[Extrait choisi]
☆ ☆ ☆ ☆

Il y a définitivement quelque chose d'ambigu dans Angel. C'est assez difficile à identifier, mais c'est ce qui fait que cette série a toujours plus ou moins un goût d'inachevé. En fait Angel, même quand elle est réussie, on a l'impression étrange qu'elle est ratée. Si vous ne me suivez pas, pas d'inquiétude... c'est normal. On va essayer d'expliciter cela.
Le problème de cette série, c'est qu'on a souvent l'impression qu'elle ne repose sur rien. Que basée sur le succès d'un personnage elle s'est épargnée au départ la nécessité d'avoir un projet clair et défini et que de fait, elle passe son temps à essayer maladroitement de compenser cette carrence dans son code génétique. Certains problèmes ont certes été résolus depuis le pilote : il y a désormais une véritable intrigue, des personnages bien campés et remarquablement joués... mais le ton, décidément, est toujours aussi fluctuant. Très noir un jour, amusant le lendemain, tendre la fois d'après... le ton des saisons trois et quatre alterne résurgences de l'esprit franchement comique des débuts et continuité dans la noirceur inaugurée en fin de saison un, sans qu'on ait jamais vraiment la sensation que les auteurs soient parvenus à choisir. En fait arrivé au terme de cette doublette (je n'étais pas assez inspiré pour chroniquer les deux séparément) il est devenu évident que Joss Whedon et David Greenwalt ont échoué à faire avec avec Angel ce qu'il ont réussi à faire avec la seconde moitié de Buffy - métamorphoser une comédie adolescente en œuvre mélancolique et souvent crépusculaire. Ils ont toutes les cartes en main mais peinent à s'épargner des rechutes et n'arrivent jamais à faire d'Angel un édifice cohérent - en somme ils continuent de payer le prix de la superficialité de la première saison. Absence de véritable projet, on y revient.

☆ ☆ ☆ ☆

[Données fournies]
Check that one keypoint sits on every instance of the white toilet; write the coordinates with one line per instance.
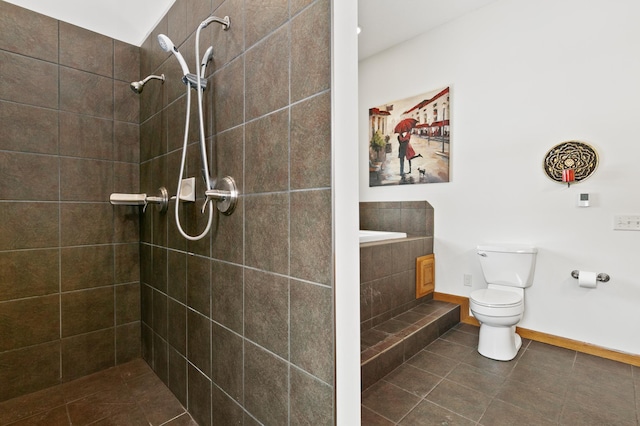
(508, 270)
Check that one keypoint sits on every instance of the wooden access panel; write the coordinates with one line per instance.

☆ ☆ ☆ ☆

Pourriez-vous réécrire l'extrait sur Angel, depuis « Il y a définitivement » jusqu'à « essayer d'expliciter cela. » inclus, en remplaçant « ambigu » par « équivoque » ? Ne vous appuyez que sur l'extrait.

Il y a définitivement quelque chose d'équivoque dans Angel. C'est assez difficile à identifier, mais c'est ce qui fait que cette série a toujours plus ou moins un goût d'inachevé. En fait Angel, même quand elle est réussie, on a l'impression étrange qu'elle est ratée. Si vous ne me suivez pas, pas d'inquiétude... c'est normal. On va essayer d'expliciter cela.